Consigna A: Reproduce al pie de la letra el fragmento del texto sobre el amor en Querelle que va de "La ciudad portuaria" a "mueven los personajes.".
Consigna B: En el texto sobre el amor en Querelle, ¿qué personaje dice «Todo acabará en tragedia»?

Texto de lectura:
━━━━━━━━━━━━━━━━━━━━

Apuntes sobre el amor en Querelle de Fassbinder | por Ignasi Mena

El amor, en las pelis de Fassbinder, pocas veces llega a consumarse; y, cuando lo hace, no pasa mucho tiempo antes de que acabe siendo desplazado. Además, siempre hay algo de fortuito en el modo en que la gente se encuentra y se enamora; todos los finales, en cambio, parecen estar diseñados por un mismo patrón degenerativo, que es aquello en lo que acaba convirtiéndose el amor. Y uno se da cuenta de que, así como el amor llega cuando menos se lo espera, el monstruo en el que acaba encarnándose es única y exclusivamente responsabilidad nuestra, pues somos seres incapaces de amar.


El amor no es, ni será nunca, un fin en sí mismo: más bien actúa como tapadera y como motor de otros muchos procesos, que poco o nada tienen que ver con el rito amoroso; es este juego de poderes e intereses lo que quiere denunciar Fassbinder. Sin embargo, por crudo o descarnado que pueda parecer, su análisis no está exento de una cierta melancolía, dado que la imposibilidad de hallar la felicidad en el amor no hace sino más dulce la espera, una espera que sólo habrá de acabar en la consciencia de ese imposible, es decir, en la muerte.


Los personajes de Querelle (R. W. Fassbinder, 1982), como tantos otros héroes fassbinderianos, anhelan un amor al que, paradójicamente, no cederán espacio en sus vidas. Atormentados por el miedo a verse eclipsados, arrebatados, y aun anulados por sus emociones, se pasan gran parte del tiempo disimulando, disfrazándose los unos a los otros, desviando la atención para permanecer a salvo de la desnudez. Por desgracia, lo monstruoso siempre encuentra la manera de proyectarse en el espacio y en las personas que les rodean. En cada uno de ellos habrá pues algo de víctima y de verdugo. O, lo que es lo mismo, «Todo acabará en tragedia», que dice el teniente Seblon.


La ciudad portuaria de Brest,  dominada por sus burdeles y por unas esculturas fálicas inmensas, se tiñe de los colores y las luces de la subjetividad de quien la habita; su estética, que flirtea a la vez con el tópico homosexual y con una supuesta recreación del mundo gay de la primera mitad del siglo XX, refleja a la perfección los prototipos y los prejuicios entre los que se mueven los personajes.

━━━━━━━━━━━━━━━━━━━━

Datos extraídos:
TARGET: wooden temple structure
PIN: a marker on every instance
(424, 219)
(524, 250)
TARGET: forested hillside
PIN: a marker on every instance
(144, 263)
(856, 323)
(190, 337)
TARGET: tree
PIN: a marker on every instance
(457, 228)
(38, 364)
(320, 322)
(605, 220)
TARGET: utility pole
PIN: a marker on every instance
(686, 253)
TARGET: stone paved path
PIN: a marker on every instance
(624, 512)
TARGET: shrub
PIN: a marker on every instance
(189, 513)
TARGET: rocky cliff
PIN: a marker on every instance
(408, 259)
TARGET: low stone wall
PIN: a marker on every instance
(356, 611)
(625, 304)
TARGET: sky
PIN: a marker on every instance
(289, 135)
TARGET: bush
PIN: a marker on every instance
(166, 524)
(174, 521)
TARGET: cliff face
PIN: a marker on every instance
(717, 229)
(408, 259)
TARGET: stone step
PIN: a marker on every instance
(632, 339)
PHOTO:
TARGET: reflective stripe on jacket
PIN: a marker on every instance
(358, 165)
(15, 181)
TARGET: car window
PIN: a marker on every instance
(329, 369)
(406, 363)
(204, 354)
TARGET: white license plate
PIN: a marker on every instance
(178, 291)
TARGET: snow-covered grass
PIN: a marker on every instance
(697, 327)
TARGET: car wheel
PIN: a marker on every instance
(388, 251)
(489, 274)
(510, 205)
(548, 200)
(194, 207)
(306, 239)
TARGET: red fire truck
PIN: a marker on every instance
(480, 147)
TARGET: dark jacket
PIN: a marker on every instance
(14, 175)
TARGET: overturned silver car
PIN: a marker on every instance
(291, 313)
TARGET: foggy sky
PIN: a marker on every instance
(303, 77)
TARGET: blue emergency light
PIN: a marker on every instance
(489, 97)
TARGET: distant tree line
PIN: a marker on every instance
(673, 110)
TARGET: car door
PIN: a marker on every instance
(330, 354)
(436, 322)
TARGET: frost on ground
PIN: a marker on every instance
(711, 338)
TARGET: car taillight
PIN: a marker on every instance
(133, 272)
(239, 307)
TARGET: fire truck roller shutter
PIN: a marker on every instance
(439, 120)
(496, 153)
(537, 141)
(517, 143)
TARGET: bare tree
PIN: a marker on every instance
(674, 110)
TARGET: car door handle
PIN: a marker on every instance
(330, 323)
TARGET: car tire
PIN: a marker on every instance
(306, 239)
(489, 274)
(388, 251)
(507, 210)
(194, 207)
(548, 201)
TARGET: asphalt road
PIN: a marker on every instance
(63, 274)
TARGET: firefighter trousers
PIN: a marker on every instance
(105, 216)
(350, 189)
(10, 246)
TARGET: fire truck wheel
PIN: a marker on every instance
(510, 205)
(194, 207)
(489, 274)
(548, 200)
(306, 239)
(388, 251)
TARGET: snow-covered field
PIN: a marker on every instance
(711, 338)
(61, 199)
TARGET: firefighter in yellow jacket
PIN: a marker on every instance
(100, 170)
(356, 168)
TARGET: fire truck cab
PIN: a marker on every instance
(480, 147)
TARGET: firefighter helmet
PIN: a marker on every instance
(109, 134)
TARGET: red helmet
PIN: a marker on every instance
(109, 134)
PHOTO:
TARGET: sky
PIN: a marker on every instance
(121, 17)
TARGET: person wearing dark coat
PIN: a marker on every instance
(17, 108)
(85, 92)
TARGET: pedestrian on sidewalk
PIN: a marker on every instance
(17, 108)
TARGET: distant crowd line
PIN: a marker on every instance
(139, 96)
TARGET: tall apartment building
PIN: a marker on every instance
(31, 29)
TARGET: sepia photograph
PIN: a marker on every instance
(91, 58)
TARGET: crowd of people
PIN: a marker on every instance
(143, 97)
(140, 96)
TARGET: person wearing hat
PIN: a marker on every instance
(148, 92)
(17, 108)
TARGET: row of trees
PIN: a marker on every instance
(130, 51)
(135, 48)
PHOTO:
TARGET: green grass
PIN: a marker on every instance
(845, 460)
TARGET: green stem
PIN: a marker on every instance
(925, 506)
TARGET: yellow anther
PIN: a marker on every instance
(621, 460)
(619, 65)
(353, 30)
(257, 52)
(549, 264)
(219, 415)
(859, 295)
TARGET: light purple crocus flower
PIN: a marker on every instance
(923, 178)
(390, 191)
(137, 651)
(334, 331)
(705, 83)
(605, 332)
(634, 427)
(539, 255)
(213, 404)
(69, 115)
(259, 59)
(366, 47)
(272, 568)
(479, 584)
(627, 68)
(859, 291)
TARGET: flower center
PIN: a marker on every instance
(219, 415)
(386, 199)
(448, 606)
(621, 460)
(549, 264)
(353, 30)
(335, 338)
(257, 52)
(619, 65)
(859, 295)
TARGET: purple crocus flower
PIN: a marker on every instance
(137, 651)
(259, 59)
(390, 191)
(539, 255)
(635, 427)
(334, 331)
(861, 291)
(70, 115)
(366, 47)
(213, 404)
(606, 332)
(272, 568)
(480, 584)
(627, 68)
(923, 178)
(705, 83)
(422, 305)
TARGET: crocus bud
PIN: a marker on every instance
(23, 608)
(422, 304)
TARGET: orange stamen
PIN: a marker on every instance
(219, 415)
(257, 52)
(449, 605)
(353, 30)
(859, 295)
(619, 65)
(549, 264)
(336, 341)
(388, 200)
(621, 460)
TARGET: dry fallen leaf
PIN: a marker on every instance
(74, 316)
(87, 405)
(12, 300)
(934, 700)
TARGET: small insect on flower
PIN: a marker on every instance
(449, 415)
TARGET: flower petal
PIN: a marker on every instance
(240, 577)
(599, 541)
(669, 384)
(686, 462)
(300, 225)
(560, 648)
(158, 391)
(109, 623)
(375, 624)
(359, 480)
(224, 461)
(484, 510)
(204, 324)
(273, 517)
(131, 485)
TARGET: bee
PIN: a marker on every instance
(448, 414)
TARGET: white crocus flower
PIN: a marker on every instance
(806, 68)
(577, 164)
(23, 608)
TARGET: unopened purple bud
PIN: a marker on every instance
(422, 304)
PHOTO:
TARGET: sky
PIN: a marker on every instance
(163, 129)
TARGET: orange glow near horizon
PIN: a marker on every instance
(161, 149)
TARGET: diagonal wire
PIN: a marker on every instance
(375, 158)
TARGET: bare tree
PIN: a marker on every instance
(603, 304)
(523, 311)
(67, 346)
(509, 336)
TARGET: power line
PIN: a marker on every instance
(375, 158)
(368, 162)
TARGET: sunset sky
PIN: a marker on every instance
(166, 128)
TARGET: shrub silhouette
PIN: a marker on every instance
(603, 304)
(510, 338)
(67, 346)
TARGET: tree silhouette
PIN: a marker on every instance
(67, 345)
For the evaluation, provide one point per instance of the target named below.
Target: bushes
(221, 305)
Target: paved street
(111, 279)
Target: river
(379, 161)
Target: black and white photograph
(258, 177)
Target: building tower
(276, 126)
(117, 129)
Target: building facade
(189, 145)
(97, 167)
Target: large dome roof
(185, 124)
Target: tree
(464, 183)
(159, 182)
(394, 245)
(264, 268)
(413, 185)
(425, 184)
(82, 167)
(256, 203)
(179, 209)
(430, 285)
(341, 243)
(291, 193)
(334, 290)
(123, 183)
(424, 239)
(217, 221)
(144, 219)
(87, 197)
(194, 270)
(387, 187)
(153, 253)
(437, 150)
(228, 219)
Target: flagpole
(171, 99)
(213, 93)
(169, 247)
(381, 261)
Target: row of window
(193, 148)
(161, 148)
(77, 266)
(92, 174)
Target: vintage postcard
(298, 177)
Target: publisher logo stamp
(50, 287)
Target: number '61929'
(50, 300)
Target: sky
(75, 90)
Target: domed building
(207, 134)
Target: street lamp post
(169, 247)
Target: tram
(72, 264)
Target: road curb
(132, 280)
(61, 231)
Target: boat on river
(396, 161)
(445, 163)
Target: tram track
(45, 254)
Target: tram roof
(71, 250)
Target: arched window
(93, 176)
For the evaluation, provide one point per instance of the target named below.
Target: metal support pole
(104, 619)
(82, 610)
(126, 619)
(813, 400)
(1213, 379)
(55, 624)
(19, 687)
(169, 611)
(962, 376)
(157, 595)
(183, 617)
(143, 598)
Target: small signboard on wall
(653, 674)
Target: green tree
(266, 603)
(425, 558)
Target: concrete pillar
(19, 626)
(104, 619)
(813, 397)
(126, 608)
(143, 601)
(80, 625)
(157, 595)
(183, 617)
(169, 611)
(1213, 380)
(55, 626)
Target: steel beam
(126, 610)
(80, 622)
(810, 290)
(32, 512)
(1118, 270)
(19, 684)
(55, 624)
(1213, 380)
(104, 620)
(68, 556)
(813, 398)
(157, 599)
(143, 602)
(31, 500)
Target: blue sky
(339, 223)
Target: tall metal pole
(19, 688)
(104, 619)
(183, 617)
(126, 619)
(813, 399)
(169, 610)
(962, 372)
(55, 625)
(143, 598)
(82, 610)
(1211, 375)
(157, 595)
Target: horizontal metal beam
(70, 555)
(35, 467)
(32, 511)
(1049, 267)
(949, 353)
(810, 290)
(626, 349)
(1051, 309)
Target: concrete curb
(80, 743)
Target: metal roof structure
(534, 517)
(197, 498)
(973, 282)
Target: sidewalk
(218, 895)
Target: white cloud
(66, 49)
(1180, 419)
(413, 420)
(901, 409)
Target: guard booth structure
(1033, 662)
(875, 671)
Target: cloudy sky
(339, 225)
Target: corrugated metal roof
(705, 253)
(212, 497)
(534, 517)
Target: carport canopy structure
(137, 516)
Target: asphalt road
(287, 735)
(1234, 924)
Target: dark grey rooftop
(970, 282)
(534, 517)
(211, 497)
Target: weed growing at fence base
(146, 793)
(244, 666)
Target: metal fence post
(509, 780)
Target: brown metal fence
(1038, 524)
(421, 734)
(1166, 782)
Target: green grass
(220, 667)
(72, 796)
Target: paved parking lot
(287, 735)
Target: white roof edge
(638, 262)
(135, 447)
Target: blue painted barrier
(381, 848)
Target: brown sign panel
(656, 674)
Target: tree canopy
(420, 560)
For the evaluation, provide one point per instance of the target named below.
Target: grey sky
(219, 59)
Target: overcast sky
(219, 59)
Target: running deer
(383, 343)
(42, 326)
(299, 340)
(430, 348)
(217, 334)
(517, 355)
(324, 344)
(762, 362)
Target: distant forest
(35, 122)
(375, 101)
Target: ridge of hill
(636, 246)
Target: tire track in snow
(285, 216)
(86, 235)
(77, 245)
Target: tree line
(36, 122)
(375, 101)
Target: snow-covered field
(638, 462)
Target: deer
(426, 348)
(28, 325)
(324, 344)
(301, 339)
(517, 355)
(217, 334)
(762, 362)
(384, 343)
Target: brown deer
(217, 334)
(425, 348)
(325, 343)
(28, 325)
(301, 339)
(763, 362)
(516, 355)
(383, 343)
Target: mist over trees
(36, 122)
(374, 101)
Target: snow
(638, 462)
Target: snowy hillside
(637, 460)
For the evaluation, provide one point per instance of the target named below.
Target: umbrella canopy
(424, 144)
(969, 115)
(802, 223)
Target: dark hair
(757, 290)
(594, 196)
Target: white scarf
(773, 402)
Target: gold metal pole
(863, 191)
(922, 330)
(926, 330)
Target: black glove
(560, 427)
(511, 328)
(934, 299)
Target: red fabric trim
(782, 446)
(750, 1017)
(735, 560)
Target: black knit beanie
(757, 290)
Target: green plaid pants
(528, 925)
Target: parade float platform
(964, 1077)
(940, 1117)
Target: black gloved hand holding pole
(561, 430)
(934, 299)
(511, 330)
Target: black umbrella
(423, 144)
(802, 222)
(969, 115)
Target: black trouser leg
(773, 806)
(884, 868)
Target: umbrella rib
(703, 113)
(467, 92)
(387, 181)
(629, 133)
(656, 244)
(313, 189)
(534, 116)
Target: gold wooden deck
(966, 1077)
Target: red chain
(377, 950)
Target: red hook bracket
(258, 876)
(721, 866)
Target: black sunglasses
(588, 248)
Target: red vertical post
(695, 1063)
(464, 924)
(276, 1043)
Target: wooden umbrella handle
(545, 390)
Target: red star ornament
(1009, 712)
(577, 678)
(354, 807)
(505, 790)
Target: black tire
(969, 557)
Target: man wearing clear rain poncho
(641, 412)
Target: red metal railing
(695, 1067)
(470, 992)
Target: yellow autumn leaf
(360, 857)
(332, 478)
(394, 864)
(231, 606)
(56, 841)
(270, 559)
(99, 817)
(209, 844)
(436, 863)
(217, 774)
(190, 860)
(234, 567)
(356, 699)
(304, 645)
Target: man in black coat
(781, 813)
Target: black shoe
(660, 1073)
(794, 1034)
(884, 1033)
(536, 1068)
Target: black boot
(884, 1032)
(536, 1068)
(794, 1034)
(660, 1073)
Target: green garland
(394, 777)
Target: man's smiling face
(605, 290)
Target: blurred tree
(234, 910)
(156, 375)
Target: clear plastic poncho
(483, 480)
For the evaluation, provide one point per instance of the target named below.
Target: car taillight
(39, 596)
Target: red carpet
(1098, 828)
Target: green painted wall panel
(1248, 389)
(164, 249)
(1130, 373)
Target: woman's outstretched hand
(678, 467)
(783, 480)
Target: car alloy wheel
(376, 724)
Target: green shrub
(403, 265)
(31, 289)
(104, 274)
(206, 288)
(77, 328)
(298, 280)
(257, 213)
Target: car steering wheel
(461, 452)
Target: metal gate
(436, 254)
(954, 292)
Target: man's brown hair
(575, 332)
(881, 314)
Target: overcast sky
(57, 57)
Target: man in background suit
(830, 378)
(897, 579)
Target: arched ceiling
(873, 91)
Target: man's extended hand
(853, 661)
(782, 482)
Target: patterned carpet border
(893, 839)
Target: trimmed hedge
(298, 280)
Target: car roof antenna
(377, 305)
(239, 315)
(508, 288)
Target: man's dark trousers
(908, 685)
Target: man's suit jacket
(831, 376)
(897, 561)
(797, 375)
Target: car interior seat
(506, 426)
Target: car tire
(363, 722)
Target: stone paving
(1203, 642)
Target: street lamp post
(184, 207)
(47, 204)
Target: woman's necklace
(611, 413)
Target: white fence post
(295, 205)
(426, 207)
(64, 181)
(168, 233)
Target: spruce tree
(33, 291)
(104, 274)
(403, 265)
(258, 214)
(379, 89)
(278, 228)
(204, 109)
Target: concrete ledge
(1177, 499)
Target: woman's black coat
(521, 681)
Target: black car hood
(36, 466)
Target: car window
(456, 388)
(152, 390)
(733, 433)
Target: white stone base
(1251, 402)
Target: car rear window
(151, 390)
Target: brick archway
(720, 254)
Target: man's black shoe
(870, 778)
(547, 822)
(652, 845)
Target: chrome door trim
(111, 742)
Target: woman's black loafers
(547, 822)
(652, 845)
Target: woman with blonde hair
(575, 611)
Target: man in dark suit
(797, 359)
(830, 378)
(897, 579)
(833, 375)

━━━━━━━━━━━━━━━━━━━━

Solución A:
La ciudad portuaria de Brest,  dominada por sus burdeles y por unas esculturas fálicas inmensas, se tiñe de los colores y las luces de la subjetividad de quien la habita; su estética, que flirtea a la vez con el tópico homosexual y con una supuesta recreación del mundo gay de la primera mitad del siglo XX, refleja a la perfección los prototipos y los prejuicios entre los que se mueven los personajes.

Solución B: El teniente Seblon.